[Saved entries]
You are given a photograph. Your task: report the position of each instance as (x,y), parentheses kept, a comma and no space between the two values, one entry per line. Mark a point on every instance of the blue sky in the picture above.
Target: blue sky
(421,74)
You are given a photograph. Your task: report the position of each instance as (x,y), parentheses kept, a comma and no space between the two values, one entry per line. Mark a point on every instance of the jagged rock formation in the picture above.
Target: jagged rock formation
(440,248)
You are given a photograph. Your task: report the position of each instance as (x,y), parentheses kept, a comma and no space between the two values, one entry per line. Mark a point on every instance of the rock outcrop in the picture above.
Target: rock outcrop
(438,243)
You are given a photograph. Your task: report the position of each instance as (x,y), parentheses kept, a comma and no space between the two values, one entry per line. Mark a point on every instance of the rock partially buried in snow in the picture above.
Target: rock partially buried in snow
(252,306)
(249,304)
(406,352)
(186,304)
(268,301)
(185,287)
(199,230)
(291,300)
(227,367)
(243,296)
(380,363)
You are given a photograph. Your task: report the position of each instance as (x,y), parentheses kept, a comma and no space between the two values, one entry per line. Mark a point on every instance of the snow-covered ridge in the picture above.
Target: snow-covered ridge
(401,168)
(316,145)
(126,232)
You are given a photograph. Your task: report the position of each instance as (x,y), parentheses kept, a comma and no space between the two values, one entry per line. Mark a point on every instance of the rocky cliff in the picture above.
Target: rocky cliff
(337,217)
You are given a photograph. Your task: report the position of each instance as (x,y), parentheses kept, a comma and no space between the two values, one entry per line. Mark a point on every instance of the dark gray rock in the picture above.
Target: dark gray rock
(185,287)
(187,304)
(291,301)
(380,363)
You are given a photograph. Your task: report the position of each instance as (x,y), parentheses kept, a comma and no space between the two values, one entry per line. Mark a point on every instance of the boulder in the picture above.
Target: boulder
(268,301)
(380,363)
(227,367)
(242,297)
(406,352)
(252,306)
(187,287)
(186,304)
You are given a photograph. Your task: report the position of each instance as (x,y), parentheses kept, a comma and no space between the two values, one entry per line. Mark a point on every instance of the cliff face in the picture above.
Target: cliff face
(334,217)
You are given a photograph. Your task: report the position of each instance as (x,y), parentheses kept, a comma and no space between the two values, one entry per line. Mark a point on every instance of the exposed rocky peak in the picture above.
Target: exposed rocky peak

[What you have to do]: In the entries above, restate word for word the lines between the one holding "Target: rock partially buried in snow" and the one holding "ridge in the picture above.", inclusive, and nothing besides.

[Your solution]:
Target: rock partially buried in snow
(252,306)
(249,304)
(406,352)
(186,304)
(268,301)
(185,287)
(199,230)
(291,300)
(227,367)
(243,296)
(380,363)
You are given a photograph. Your task: report the position of each instance as (x,y), parentheses kept, a comma and no space between the two values, one entry per line. Mark a point on every instance of the snow-covered ridge in the picture above.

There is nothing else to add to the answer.